WHAT THE EXERCISE ASKS. The task calls for each line of the records below in which the word "stool" appears.

RECORDS PROVIDED.
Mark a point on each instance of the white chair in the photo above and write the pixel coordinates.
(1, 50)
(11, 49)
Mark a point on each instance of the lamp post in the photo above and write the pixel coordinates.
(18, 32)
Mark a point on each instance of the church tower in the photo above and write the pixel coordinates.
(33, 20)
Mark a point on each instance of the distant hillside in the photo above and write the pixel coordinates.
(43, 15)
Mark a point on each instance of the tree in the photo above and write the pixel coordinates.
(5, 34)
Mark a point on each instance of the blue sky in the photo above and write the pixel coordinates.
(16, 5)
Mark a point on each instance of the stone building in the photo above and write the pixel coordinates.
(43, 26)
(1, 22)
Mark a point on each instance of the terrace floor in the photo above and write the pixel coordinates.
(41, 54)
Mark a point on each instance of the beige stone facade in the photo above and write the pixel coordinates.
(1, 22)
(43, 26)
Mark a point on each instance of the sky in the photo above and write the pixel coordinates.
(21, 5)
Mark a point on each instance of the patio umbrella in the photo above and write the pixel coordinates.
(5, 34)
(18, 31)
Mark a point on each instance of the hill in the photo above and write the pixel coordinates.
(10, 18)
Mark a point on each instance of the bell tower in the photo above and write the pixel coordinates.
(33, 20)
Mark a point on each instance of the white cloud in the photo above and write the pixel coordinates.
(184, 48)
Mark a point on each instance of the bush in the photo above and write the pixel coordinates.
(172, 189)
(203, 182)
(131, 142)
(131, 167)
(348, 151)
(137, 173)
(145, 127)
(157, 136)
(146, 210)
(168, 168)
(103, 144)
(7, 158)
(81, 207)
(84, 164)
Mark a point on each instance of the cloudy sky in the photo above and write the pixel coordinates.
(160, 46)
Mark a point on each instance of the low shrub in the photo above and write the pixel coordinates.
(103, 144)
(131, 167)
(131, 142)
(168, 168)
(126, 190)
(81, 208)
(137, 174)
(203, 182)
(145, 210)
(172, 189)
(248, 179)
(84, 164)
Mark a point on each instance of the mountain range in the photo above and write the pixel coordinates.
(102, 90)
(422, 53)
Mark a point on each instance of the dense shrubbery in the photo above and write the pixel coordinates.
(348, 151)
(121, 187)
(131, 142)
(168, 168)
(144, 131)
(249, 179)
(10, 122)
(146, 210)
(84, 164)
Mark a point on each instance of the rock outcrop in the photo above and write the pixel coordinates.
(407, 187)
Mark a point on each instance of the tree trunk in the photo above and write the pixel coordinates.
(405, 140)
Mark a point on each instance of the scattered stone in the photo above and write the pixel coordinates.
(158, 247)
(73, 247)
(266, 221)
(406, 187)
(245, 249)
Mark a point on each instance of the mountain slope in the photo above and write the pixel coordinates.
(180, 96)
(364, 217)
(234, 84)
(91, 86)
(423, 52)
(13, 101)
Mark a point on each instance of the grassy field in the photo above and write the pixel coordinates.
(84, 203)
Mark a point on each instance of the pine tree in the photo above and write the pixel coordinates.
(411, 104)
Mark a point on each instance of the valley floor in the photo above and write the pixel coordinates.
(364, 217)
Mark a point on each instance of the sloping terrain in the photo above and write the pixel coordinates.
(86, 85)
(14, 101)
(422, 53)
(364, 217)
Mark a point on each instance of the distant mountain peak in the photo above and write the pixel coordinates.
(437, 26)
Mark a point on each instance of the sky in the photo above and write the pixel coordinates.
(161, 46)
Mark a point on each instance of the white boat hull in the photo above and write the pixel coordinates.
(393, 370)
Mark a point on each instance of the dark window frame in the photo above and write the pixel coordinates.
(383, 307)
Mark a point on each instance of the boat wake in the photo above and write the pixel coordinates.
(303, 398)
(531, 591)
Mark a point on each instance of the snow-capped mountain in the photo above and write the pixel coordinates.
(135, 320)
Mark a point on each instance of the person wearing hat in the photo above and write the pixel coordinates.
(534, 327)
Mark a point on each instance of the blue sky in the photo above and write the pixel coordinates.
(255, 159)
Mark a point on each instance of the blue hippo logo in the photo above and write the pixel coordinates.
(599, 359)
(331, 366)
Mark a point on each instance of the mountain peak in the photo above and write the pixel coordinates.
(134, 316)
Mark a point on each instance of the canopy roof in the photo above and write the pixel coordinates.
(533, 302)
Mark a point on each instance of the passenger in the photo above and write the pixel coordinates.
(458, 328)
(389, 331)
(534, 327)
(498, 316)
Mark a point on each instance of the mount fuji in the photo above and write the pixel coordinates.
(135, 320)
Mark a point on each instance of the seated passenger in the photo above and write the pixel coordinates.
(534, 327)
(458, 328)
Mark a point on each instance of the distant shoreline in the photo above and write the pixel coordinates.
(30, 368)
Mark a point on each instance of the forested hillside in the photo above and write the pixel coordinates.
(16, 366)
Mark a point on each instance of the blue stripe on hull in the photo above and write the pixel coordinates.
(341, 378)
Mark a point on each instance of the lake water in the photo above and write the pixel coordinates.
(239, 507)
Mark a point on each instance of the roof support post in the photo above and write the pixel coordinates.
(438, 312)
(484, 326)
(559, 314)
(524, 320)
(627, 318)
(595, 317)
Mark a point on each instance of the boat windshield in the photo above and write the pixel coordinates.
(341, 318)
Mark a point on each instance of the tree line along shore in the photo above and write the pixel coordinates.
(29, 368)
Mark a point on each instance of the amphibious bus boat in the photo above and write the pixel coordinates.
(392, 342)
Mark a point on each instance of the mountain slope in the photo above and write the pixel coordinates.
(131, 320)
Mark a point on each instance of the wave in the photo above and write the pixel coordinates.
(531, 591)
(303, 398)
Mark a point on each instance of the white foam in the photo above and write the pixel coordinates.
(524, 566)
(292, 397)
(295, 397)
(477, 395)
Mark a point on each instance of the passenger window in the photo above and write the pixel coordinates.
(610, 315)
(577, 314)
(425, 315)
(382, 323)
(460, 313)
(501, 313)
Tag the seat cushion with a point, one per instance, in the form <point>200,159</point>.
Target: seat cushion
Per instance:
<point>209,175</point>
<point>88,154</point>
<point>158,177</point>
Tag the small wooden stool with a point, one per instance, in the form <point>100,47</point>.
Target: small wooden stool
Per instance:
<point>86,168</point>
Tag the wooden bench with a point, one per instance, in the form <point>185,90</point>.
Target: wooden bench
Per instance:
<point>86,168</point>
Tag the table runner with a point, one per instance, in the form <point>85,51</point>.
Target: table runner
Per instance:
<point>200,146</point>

RESPONSE TO THIS TASK.
Tag the small wooden stool with a point, one per instance, in the form <point>100,47</point>.
Target: small wooden stool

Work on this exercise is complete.